_To do_
Of the material below, only the lines from the line containing "negative clicks: (67, 286) (68, 234)" down to the line containing "115L355 128L377 121V90L354" belong in the answer, written out exactly.

════════════════

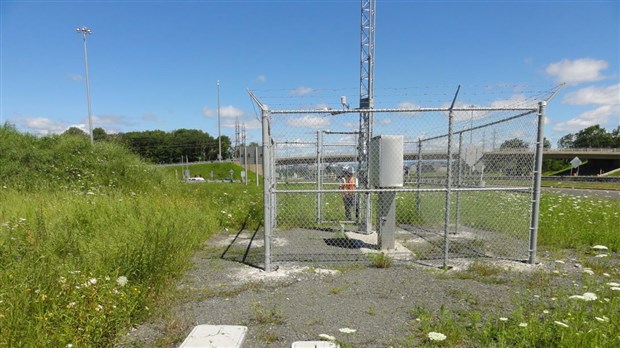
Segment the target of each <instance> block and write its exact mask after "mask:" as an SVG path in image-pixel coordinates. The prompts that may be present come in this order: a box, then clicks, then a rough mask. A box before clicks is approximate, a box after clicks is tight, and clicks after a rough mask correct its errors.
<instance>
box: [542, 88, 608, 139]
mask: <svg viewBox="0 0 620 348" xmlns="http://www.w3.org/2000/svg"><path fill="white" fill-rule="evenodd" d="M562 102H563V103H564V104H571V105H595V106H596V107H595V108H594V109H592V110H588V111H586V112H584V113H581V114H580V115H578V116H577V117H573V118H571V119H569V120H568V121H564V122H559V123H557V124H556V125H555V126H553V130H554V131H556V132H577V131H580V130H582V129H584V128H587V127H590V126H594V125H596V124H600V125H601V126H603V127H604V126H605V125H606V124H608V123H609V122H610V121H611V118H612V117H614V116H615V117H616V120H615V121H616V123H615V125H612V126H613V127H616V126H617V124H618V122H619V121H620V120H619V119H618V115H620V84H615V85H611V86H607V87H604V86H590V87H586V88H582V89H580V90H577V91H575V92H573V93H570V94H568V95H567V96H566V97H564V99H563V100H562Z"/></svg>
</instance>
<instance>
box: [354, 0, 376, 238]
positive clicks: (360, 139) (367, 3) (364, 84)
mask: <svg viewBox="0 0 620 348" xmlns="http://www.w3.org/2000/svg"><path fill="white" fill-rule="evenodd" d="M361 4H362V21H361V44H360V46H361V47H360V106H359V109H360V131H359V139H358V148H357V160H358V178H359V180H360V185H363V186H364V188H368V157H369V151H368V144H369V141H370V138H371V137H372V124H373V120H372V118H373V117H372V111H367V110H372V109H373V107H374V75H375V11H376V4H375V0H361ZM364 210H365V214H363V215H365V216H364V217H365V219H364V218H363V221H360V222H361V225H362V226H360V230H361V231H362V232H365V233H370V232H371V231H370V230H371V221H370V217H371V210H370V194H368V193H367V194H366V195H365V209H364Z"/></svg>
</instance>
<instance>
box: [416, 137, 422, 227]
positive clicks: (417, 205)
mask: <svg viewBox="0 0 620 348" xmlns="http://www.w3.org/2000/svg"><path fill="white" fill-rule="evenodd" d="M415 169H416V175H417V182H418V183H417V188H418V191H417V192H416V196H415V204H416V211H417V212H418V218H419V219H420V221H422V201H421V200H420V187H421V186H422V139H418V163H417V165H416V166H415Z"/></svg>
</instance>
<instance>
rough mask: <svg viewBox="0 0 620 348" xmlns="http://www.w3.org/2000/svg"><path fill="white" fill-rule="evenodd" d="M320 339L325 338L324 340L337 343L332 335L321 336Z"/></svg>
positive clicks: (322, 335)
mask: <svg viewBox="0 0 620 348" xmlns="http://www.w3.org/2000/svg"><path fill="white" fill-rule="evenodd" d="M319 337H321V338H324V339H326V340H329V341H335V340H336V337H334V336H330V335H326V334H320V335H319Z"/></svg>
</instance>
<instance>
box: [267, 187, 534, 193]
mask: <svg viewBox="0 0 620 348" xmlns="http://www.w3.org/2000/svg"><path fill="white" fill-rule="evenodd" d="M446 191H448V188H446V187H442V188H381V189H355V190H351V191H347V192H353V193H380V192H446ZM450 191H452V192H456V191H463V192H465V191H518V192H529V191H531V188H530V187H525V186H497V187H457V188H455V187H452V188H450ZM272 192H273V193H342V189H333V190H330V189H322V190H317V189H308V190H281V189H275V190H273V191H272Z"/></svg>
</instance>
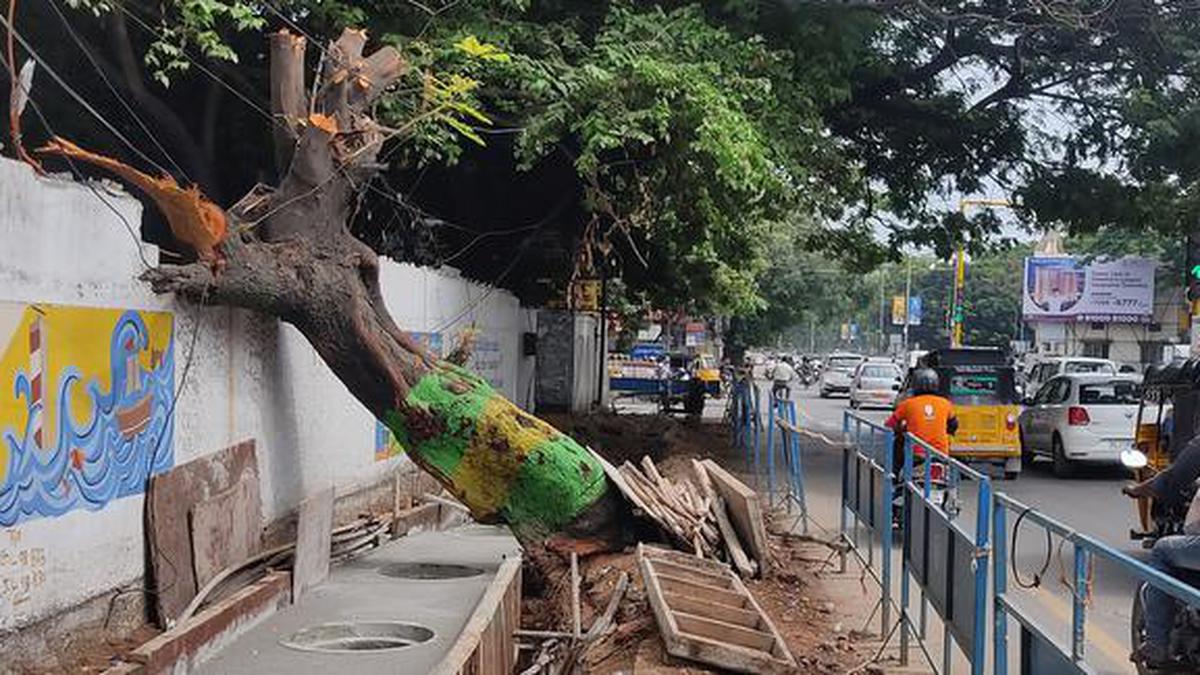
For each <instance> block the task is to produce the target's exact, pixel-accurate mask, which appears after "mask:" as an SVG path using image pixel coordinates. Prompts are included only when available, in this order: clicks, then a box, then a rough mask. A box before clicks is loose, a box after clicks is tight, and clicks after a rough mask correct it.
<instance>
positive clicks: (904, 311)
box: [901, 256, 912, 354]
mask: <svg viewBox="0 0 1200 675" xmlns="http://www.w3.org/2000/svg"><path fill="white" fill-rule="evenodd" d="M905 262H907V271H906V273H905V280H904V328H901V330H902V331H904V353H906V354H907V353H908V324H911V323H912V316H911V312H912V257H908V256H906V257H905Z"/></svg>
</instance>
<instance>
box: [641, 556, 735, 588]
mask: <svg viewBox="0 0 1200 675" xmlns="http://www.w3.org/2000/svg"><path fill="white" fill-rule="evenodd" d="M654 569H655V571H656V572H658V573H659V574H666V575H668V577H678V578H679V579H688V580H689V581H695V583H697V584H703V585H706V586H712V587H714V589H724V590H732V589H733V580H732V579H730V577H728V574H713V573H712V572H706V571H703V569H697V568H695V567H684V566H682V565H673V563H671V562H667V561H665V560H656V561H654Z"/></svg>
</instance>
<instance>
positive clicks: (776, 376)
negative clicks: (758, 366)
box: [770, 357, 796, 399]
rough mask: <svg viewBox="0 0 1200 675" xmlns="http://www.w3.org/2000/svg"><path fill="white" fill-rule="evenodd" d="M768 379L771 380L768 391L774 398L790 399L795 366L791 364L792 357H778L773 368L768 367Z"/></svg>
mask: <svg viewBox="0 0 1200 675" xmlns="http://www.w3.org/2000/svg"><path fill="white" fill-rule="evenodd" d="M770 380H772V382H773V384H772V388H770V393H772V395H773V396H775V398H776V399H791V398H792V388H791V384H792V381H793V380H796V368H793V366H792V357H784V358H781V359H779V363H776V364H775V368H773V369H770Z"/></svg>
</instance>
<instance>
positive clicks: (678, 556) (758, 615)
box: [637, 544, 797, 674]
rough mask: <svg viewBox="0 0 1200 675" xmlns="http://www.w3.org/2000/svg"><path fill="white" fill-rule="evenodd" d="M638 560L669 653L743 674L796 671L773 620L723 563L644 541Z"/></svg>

════════════════

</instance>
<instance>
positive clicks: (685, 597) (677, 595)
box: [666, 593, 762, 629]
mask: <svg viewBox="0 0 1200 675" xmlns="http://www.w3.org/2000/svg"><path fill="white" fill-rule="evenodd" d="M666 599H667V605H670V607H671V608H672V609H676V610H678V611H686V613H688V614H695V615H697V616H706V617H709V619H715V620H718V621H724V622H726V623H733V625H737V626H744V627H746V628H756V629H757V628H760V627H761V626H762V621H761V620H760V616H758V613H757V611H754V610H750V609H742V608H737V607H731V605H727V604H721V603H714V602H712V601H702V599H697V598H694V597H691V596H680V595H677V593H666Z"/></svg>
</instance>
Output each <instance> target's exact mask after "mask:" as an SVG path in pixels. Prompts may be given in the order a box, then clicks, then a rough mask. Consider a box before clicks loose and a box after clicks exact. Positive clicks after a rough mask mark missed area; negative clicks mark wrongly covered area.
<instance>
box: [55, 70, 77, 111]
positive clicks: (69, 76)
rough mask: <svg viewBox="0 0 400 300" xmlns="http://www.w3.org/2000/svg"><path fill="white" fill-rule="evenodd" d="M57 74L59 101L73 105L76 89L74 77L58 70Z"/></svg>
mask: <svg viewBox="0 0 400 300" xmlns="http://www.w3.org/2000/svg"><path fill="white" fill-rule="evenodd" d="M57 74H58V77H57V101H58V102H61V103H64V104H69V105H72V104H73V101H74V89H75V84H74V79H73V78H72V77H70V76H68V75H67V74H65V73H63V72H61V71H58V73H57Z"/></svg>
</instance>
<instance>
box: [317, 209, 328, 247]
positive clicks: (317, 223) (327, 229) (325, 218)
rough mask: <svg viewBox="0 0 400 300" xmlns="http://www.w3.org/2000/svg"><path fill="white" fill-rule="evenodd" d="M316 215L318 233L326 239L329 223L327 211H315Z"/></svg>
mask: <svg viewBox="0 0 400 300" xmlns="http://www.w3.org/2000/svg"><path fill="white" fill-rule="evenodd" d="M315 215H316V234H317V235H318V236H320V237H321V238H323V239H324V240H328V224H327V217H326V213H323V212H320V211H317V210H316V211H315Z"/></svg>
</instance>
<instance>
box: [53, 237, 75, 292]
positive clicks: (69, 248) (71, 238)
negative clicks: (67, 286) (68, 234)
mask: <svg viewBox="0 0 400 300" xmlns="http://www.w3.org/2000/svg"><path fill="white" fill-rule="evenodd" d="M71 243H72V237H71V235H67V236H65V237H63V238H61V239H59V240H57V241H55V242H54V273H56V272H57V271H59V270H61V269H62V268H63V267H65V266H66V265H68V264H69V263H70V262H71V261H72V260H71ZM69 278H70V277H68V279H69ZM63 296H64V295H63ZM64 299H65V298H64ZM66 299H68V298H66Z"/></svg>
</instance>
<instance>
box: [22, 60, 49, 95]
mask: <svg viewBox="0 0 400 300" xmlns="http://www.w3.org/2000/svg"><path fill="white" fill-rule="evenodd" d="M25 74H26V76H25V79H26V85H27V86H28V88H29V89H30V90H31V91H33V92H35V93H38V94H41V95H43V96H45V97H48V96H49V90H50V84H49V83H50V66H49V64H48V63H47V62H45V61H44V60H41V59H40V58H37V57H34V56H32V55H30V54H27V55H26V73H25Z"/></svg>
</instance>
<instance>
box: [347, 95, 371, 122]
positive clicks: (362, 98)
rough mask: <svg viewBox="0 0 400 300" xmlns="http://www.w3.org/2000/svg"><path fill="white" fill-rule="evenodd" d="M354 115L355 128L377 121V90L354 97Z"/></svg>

════════════════

_Problem solution_
negative clicks: (67, 286) (68, 234)
mask: <svg viewBox="0 0 400 300" xmlns="http://www.w3.org/2000/svg"><path fill="white" fill-rule="evenodd" d="M71 243H72V237H71V235H67V236H65V237H63V238H61V239H59V240H57V241H55V242H54V273H56V272H57V271H59V270H61V269H62V268H63V267H65V266H66V265H68V264H69V263H70V262H71V261H72V260H71ZM69 278H70V277H68V279H69ZM63 296H64V295H63ZM64 299H65V298H64ZM66 299H68V298H66Z"/></svg>
</instance>
<instance>
box: [22, 60, 49, 95]
mask: <svg viewBox="0 0 400 300" xmlns="http://www.w3.org/2000/svg"><path fill="white" fill-rule="evenodd" d="M25 74H26V76H25V79H26V85H27V86H28V88H29V89H30V90H31V91H33V92H35V93H38V94H41V95H43V96H45V97H48V96H49V90H50V84H49V83H50V66H49V64H48V63H47V62H45V61H44V60H41V59H40V58H37V57H34V56H32V55H30V54H27V55H26V73H25Z"/></svg>
</instance>
<instance>
box: [347, 95, 371, 122]
positive clicks: (362, 98)
rough mask: <svg viewBox="0 0 400 300" xmlns="http://www.w3.org/2000/svg"><path fill="white" fill-rule="evenodd" d="M354 115L355 128L377 121V90L354 97Z"/></svg>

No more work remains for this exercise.